▶ _What to produce_
In the abstract on receptor-based artificial metalloenzymes, which reaction did the resulting cells enantioselectively catalyze?

▶ _Quoted passage_
__________

Receptor-Based Artificial Metalloenzymes on Living Human Cells

Artificial metalloenzymes are known to be promising tools for biocatalysis, but their recent compartmentalization has led to compatibly with cell components thus shedding light on possible therapeutic applications. We prepared and characterized artificial metalloenzymes based on the A2A adenosine receptor embedded in the cytoplasmic membranes of living human cells. The wild type receptor was chemically engineered into metalloenzymes by its association with strong antagonists that were covalently bound to copper­(II) catalysts. The resulting cells enantioselectively catalyzed the abiotic Diels–Alder cycloaddition reaction of cyclopentadiene and azachalcone. The prospects of this strategy lie in the organ-confined in vivo preparation of receptor-based artificial metalloenzymes for the catalysis of reactions exogenous to the human metabolism. These could be used for the targeted synthesis of either drugs or deficient metabolites and for the activation of prodrugs, leading to therapeutic tools with unforeseen applications.

__________

Recorded data
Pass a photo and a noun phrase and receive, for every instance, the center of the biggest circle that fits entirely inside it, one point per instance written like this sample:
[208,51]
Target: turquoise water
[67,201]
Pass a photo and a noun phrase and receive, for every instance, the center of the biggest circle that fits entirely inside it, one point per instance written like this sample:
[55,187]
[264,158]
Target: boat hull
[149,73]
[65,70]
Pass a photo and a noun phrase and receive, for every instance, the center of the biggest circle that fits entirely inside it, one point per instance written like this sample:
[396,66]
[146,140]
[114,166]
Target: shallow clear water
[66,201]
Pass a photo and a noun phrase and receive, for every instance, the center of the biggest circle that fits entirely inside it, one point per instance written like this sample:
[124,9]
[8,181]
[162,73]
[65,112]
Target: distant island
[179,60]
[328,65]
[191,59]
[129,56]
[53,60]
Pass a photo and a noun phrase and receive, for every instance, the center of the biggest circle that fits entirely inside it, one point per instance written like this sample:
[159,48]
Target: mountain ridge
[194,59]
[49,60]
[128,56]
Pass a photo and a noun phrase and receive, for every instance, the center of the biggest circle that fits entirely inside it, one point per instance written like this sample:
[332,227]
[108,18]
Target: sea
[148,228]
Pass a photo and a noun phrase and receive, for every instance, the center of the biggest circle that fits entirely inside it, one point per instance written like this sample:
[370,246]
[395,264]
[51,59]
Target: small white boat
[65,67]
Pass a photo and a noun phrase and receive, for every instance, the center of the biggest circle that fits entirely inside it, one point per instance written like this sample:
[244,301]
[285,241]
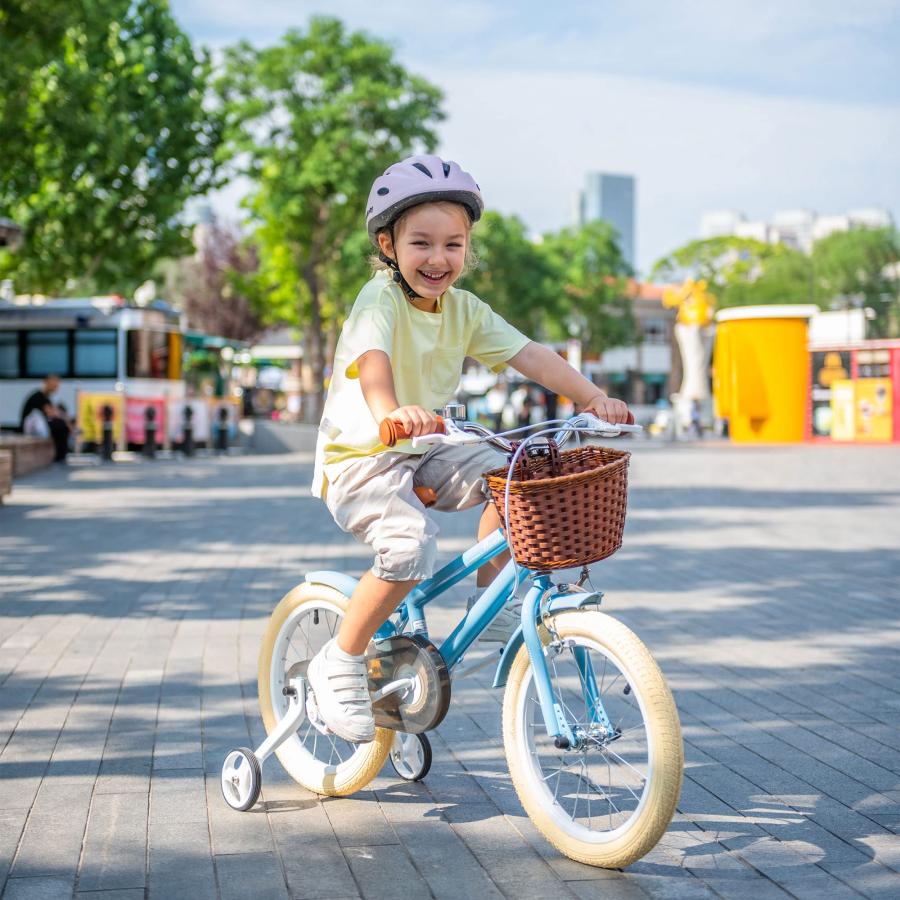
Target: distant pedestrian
[38,405]
[496,401]
[696,424]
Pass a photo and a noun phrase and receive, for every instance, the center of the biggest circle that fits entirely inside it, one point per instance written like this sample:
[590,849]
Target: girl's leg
[372,602]
[490,521]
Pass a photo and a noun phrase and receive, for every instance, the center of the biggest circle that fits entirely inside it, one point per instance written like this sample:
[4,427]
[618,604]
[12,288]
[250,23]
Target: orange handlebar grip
[389,431]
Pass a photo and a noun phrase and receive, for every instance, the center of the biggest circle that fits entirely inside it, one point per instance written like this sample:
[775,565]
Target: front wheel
[608,801]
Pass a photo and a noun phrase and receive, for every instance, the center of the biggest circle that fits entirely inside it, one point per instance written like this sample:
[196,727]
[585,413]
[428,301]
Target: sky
[750,105]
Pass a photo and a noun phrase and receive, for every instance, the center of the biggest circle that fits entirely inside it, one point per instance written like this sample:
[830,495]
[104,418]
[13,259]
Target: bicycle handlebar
[389,431]
[450,431]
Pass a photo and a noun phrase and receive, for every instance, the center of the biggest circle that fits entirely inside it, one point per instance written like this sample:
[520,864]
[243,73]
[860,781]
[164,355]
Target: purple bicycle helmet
[415,180]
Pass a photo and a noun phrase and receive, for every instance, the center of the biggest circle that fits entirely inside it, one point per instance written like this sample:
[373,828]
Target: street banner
[874,411]
[843,410]
[89,417]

__________

▶ _Response below_
The abiotic Diels–Alder cycloaddition reaction of cyclopentadiene and azachalcone.